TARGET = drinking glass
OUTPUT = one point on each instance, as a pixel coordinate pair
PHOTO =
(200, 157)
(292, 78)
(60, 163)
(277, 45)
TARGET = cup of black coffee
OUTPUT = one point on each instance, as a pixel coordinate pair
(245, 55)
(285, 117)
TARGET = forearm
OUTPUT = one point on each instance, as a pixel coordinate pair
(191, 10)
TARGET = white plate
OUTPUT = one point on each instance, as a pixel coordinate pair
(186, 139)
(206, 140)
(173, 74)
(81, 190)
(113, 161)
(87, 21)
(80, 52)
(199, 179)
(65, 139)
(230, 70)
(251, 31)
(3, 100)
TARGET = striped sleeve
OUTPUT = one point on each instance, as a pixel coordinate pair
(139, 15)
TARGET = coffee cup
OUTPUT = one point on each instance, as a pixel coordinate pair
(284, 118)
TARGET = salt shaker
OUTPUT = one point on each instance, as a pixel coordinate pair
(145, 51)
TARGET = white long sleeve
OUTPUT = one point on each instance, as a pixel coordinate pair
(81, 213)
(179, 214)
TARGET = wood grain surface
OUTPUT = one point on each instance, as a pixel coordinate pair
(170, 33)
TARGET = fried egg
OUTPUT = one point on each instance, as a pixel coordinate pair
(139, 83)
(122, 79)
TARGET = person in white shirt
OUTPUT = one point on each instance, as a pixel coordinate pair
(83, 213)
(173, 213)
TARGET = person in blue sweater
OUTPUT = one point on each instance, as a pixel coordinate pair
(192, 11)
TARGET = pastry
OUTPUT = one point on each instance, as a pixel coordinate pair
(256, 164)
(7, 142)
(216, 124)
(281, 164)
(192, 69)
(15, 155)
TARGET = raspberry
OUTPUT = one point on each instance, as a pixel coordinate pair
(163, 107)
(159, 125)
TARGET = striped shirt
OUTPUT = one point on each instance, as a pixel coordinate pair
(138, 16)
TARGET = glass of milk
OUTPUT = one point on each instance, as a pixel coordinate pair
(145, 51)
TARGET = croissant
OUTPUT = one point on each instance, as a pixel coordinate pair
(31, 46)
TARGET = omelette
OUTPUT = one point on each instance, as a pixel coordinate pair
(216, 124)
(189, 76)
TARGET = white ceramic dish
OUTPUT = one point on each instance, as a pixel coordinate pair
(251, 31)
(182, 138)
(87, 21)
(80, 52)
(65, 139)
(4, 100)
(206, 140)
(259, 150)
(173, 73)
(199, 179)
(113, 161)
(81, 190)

• [WHAT YOU NEED TO DO] Rewrite everything from the line containing "TARGET = white ceramic dish" down to the end of the material as a two-column CSV with the headers target_request and points. Give one row for each request, with its text and its answer each in a single quoted field and line breaks replaced by spaces.

• [ANSWER IN FULL]
target_request,points
"TARGET = white ceramic dish OUTPUT = one point on each instance, as a pixel coordinate pair","(251, 31) (182, 138) (87, 21) (80, 52) (65, 139) (4, 100) (206, 140) (259, 150) (173, 73) (199, 179) (113, 161) (81, 190)"